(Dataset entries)
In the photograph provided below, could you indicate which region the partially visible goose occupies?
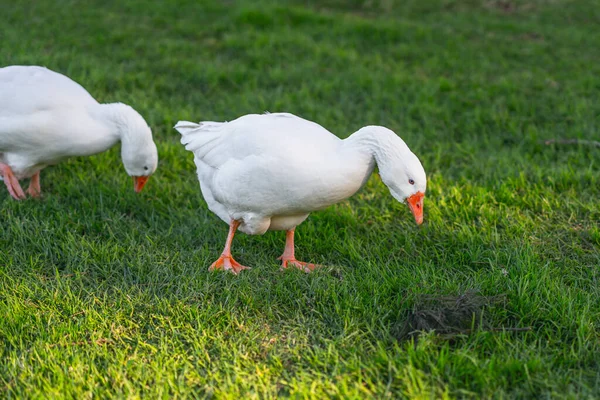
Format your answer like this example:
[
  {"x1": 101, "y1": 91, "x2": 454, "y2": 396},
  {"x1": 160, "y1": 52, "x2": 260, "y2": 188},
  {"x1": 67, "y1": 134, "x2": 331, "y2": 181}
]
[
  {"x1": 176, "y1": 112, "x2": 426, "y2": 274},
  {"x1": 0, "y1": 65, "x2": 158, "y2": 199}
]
* * *
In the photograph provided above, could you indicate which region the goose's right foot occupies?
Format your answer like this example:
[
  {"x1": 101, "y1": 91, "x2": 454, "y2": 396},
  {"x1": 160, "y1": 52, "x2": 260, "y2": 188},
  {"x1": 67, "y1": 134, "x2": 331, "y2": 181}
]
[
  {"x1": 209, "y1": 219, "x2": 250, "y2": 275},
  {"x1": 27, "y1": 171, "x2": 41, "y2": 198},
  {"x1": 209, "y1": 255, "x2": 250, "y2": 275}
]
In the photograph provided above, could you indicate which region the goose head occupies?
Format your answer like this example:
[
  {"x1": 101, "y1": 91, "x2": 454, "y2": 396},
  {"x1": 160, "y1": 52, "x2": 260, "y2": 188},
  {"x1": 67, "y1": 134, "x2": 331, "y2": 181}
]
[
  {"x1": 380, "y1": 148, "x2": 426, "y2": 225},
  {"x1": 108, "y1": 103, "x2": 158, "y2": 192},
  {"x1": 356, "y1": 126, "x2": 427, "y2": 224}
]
...
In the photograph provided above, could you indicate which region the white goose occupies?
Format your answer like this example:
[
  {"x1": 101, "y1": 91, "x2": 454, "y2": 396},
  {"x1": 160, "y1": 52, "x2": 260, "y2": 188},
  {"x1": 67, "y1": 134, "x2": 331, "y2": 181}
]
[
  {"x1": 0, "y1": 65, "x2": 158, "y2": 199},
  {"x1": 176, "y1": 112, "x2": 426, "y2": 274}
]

# [Directions for this task]
When a line of the records holds the word "goose", copy that line.

# [Response below]
In the photograph provided below, could you indicate which region the partially visible goose occupies?
In the photograph provided above, could you indicate which region the goose's right foot occupies?
In the photograph provided above, could you indicate which region the goose head occupies?
In the photograph provided above, could you indicate which region the white goose occupies?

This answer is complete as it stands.